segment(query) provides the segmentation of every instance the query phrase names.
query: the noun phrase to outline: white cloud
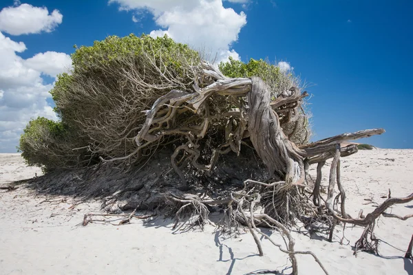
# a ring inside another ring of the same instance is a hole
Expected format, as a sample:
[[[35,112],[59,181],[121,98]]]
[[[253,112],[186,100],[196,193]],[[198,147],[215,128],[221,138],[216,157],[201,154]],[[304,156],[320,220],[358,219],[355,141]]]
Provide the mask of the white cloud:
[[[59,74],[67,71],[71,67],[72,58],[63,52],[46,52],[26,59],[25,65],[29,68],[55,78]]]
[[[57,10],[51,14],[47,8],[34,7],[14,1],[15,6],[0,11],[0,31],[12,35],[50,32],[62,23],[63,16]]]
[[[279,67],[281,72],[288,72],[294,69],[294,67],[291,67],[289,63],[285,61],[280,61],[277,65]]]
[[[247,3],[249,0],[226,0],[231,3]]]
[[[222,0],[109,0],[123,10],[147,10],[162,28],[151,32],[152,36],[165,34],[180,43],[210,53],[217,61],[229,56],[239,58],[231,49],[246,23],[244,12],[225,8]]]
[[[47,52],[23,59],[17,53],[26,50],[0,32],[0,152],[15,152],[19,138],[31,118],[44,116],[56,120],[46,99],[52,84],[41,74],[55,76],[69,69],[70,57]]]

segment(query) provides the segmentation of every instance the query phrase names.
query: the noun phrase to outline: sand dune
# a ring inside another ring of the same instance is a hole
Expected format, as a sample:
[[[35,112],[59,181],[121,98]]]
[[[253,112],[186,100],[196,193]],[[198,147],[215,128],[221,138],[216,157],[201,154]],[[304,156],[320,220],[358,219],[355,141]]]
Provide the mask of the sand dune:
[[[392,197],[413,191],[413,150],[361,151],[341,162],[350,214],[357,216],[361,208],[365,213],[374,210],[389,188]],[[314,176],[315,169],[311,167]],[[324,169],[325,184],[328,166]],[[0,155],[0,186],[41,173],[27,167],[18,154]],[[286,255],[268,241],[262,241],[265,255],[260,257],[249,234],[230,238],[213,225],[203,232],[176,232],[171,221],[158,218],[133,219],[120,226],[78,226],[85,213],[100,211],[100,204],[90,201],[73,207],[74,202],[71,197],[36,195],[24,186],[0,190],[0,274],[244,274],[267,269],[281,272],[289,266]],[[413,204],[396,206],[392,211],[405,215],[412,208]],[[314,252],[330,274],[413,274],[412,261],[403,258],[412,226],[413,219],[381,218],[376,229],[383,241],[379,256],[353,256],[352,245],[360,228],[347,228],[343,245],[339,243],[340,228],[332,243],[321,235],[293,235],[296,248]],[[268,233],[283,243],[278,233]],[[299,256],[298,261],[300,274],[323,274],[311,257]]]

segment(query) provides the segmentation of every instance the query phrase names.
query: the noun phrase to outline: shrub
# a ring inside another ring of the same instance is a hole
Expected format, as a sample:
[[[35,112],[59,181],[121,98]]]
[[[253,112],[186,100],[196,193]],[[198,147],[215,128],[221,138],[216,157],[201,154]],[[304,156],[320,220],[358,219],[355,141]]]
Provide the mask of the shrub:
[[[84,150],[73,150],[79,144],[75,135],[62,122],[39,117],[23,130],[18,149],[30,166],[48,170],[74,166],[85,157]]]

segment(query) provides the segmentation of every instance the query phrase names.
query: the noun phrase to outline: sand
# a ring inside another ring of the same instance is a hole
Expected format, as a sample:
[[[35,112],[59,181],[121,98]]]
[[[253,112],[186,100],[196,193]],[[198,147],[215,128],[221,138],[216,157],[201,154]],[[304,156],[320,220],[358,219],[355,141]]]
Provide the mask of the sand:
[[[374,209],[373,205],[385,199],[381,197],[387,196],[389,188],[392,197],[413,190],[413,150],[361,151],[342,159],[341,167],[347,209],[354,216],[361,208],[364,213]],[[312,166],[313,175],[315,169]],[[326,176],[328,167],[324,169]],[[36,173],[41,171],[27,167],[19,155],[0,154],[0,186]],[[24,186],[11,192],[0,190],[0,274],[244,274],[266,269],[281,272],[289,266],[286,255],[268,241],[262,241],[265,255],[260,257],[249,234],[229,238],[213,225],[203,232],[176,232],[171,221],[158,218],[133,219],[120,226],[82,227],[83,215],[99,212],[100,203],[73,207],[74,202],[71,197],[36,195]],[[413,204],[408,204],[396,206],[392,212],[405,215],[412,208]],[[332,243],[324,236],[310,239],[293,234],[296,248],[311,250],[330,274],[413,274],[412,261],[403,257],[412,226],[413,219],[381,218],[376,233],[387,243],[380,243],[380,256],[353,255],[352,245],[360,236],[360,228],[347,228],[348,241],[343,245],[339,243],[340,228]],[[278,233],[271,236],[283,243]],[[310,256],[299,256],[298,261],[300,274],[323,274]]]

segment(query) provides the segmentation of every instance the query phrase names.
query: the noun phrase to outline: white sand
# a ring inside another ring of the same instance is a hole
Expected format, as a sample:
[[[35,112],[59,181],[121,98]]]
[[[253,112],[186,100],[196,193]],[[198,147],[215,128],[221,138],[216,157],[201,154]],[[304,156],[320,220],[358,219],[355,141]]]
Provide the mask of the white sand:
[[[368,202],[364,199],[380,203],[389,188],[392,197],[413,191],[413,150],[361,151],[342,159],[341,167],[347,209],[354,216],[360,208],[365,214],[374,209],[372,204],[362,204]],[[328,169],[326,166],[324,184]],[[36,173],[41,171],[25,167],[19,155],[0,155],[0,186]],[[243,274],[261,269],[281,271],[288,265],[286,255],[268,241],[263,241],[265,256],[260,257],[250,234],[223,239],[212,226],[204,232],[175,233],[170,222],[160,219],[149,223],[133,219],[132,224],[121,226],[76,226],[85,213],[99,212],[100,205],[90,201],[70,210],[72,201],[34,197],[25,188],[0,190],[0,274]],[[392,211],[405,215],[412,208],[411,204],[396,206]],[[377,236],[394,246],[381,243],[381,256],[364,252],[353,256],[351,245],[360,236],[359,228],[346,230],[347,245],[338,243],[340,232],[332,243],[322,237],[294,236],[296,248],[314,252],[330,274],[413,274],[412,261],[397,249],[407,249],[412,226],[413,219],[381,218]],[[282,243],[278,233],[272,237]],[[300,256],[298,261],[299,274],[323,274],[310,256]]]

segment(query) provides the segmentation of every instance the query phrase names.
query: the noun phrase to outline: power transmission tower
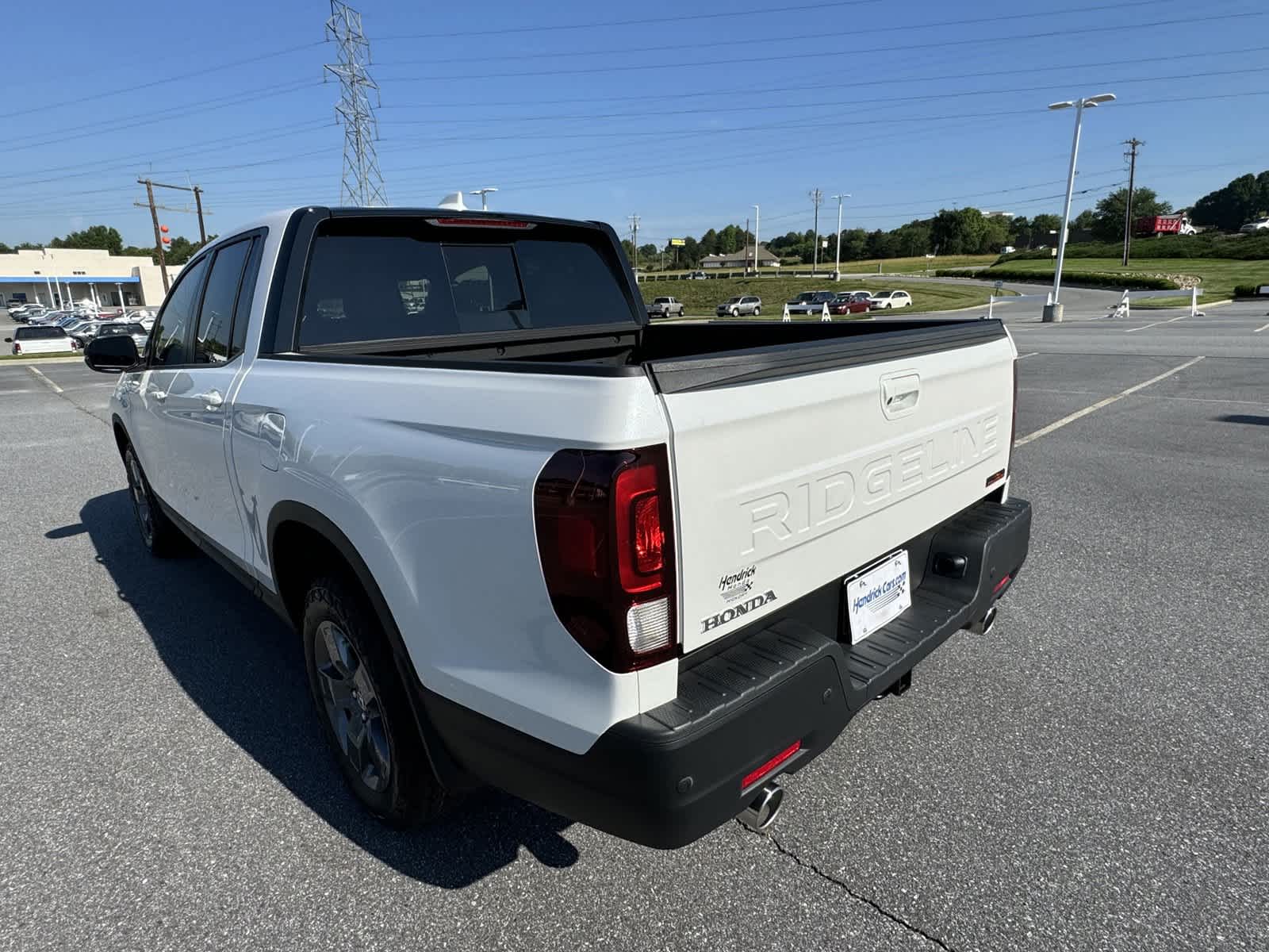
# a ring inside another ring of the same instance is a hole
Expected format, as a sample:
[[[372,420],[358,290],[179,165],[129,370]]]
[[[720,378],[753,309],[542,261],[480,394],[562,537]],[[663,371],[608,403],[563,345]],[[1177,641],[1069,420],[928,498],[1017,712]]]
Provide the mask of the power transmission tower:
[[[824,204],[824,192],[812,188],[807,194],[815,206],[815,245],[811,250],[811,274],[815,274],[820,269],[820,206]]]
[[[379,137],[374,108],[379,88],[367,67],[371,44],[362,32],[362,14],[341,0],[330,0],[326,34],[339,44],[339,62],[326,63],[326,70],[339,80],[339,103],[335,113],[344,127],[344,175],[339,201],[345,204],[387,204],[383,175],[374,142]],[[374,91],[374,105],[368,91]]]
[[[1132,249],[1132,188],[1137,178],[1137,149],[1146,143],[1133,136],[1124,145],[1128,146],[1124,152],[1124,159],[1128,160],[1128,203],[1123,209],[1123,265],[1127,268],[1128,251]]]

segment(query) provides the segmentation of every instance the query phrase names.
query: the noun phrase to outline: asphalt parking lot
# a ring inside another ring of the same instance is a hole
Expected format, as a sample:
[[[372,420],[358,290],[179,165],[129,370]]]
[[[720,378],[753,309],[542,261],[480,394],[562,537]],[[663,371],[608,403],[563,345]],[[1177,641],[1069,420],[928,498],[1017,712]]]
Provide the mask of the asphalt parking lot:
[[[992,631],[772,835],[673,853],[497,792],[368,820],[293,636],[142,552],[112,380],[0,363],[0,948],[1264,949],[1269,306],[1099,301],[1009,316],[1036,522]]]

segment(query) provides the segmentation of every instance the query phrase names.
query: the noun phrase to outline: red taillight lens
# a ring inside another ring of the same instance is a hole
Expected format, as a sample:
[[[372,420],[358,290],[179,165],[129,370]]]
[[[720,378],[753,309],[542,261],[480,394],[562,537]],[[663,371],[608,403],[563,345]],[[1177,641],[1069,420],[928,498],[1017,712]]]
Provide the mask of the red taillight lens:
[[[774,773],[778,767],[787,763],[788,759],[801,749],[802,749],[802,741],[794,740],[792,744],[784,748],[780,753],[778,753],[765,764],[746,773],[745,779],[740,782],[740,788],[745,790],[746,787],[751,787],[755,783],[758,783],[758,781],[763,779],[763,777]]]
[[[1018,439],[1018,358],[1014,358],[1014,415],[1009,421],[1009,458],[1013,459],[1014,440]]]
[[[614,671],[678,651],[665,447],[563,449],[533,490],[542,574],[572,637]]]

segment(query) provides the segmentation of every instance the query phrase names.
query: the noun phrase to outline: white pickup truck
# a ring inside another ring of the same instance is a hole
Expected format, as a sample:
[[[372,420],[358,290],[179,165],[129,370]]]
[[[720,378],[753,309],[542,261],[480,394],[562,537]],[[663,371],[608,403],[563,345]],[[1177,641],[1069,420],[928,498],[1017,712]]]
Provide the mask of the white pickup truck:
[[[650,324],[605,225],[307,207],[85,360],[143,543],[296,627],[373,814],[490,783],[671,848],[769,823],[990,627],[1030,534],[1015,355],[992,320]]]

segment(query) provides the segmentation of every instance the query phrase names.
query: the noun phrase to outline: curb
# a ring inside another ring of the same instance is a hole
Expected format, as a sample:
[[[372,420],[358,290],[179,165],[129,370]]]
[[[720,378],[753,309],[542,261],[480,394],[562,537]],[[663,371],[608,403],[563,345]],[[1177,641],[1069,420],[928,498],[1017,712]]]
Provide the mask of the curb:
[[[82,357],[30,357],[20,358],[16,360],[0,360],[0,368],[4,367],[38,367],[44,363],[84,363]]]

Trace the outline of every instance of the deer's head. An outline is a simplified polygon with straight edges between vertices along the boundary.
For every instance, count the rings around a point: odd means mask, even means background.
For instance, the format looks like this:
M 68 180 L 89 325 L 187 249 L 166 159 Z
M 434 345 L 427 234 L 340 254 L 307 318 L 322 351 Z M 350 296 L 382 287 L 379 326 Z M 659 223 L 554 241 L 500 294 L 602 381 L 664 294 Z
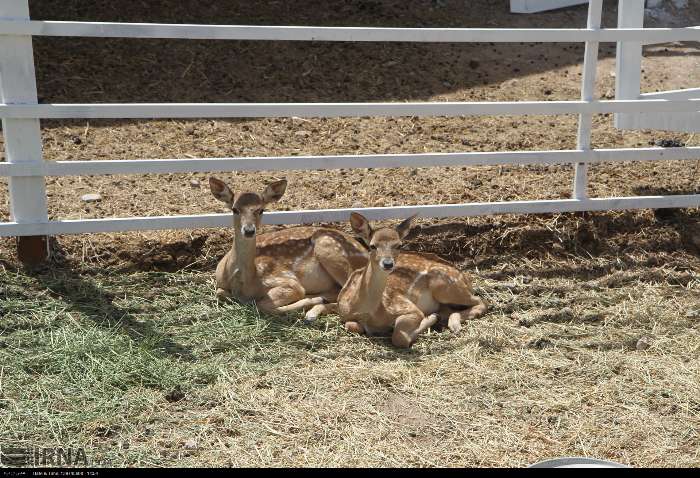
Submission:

******

Rewrite everything from the line containing "Trace the outline" down to the end of the records, changing "background" to "empty space" and keeping all other wording unchanged. Omit the pictures from your answer.

Trace the outline of every instance of the deer's head. An outline is a simplified polygon with straight edges between vertices along the boundary.
For every instance, count the rings around a point: odd means mask, even means empty space.
For instance, the format looks like this:
M 68 180 L 89 325 L 187 249 L 166 159 Z
M 434 345 L 427 234 L 340 254 L 307 318 L 322 351 Z M 350 296 L 382 287 L 379 326 Z M 659 223 L 554 241 L 500 294 L 602 381 L 664 294 Z
Submission:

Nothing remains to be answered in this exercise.